◆ **The task**: Write each line exactly, from the line that holds "Point to the tiled" through the final line of the material, and no other line.

Records:

☆ ☆ ☆

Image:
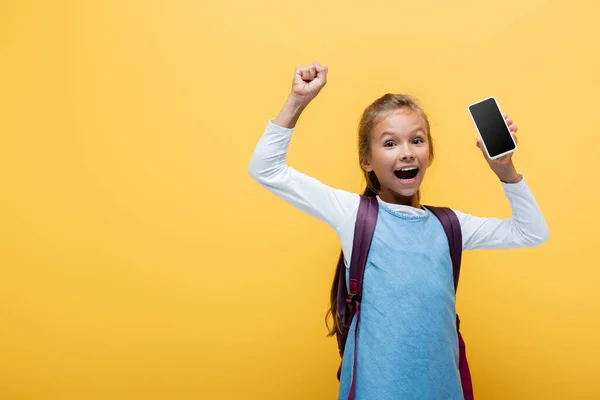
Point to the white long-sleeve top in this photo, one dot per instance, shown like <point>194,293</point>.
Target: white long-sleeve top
<point>338,208</point>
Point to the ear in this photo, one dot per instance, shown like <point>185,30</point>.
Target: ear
<point>367,166</point>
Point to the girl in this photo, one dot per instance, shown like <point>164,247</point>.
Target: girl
<point>407,346</point>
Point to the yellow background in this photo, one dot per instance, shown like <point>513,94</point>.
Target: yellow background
<point>139,260</point>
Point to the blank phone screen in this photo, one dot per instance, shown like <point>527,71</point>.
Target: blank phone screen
<point>491,126</point>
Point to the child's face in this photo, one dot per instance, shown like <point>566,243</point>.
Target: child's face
<point>399,154</point>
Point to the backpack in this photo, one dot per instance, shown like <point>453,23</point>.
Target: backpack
<point>348,302</point>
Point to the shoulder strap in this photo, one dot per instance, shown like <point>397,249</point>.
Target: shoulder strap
<point>453,232</point>
<point>364,228</point>
<point>363,235</point>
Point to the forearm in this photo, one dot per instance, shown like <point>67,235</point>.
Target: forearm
<point>291,111</point>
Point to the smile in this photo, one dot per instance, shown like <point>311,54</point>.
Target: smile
<point>407,174</point>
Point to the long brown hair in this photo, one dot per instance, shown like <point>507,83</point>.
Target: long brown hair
<point>372,115</point>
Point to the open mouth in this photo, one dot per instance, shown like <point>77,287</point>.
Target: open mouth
<point>407,173</point>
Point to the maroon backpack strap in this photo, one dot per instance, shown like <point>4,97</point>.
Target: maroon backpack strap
<point>348,303</point>
<point>451,226</point>
<point>364,228</point>
<point>366,219</point>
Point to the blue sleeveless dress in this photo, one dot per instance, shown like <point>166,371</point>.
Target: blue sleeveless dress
<point>407,346</point>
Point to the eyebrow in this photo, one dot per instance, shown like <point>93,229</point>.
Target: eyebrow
<point>390,133</point>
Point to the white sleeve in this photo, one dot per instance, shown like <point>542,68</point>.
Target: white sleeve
<point>268,166</point>
<point>526,228</point>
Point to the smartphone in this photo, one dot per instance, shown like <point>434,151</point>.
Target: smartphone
<point>492,127</point>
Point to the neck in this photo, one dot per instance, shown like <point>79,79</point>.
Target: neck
<point>395,198</point>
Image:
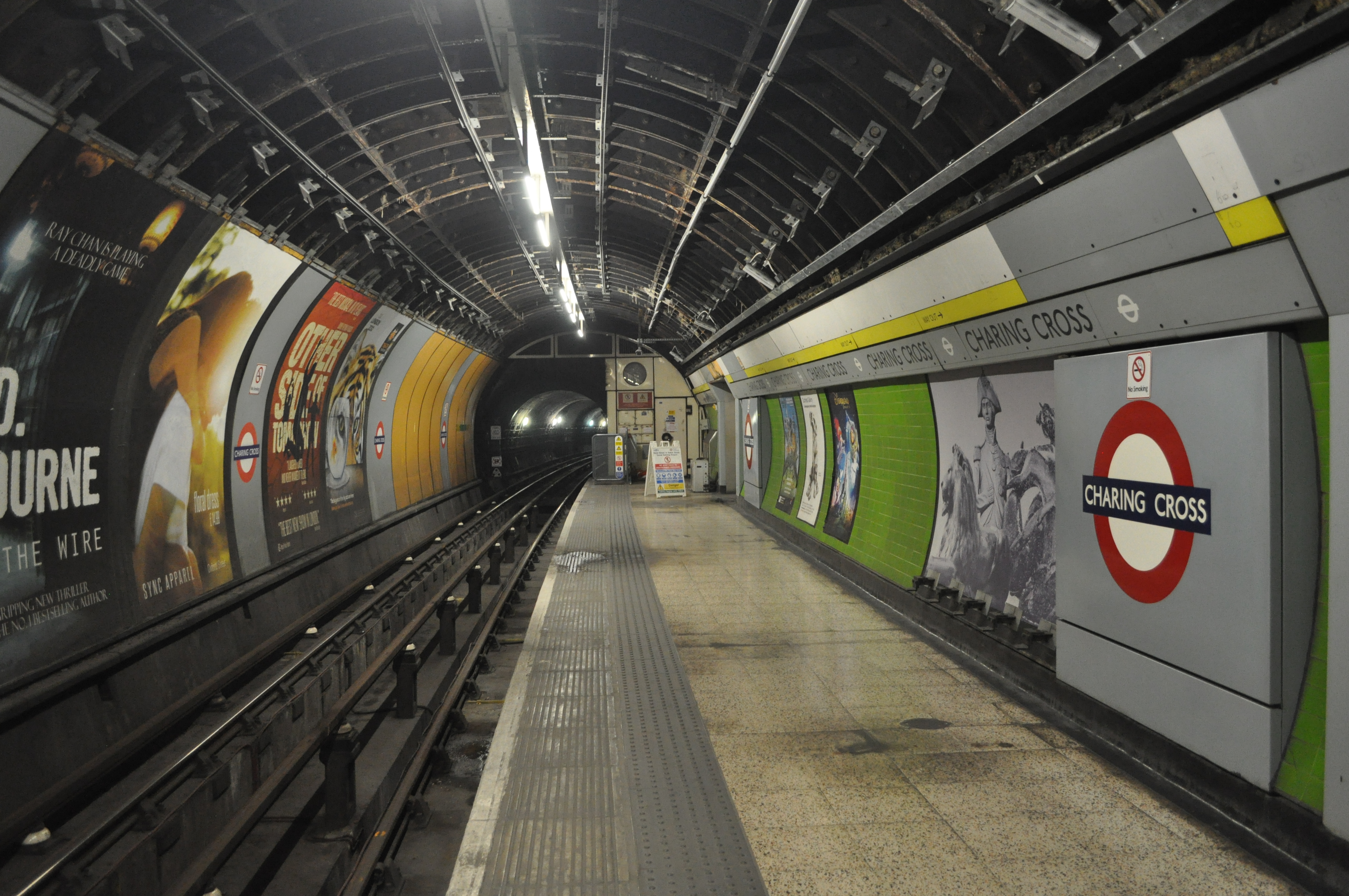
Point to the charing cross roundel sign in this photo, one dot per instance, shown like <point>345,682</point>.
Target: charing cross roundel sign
<point>1146,507</point>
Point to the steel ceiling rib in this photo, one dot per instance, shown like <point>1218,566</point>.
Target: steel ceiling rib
<point>602,143</point>
<point>264,22</point>
<point>466,119</point>
<point>765,80</point>
<point>710,139</point>
<point>1124,59</point>
<point>280,134</point>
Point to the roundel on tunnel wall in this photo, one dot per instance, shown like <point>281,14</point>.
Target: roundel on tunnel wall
<point>247,453</point>
<point>1146,507</point>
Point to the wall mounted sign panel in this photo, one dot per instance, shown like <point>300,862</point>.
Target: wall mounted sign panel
<point>1254,287</point>
<point>1043,328</point>
<point>1185,538</point>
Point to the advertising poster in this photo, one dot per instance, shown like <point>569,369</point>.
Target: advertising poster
<point>813,488</point>
<point>848,466</point>
<point>349,409</point>
<point>183,393</point>
<point>297,493</point>
<point>84,248</point>
<point>791,454</point>
<point>995,516</point>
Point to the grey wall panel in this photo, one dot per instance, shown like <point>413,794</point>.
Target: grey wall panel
<point>1086,214</point>
<point>1293,132</point>
<point>1028,331</point>
<point>251,409</point>
<point>18,136</point>
<point>728,440</point>
<point>1317,221</point>
<point>1251,288</point>
<point>1221,620</point>
<point>1337,646</point>
<point>908,357</point>
<point>444,415</point>
<point>1236,733</point>
<point>380,463</point>
<point>1166,248</point>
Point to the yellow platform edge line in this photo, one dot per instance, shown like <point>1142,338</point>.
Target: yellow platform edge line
<point>1251,222</point>
<point>953,311</point>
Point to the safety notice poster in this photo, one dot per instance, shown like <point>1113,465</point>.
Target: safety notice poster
<point>668,468</point>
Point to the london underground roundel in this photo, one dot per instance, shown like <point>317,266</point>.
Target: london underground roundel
<point>247,453</point>
<point>1146,507</point>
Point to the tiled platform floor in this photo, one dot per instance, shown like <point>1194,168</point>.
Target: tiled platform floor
<point>806,690</point>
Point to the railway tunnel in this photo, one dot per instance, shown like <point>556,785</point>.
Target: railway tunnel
<point>525,447</point>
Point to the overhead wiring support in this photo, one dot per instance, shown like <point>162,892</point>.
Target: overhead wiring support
<point>765,80</point>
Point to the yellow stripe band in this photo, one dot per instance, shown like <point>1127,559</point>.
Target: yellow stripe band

☆ ☆ ☆

◆ **Reply**:
Point to the tiled platform floor in this photo, one dot per instance, shown like <point>1194,168</point>.
Target: tiled platform floor
<point>806,690</point>
Point to the railway tunnel in this photo, one dot per instance, shown like <point>556,785</point>.
Target: railway tunnel
<point>525,447</point>
Point to the overhead wiring support in this photo, one dot per instance, shown like <point>162,892</point>.
Target: overhead wiring support
<point>765,80</point>
Point to the yellow stripe band in this photo, one dot per instance, shown like <point>1127,559</point>.
Target: yellow stripe band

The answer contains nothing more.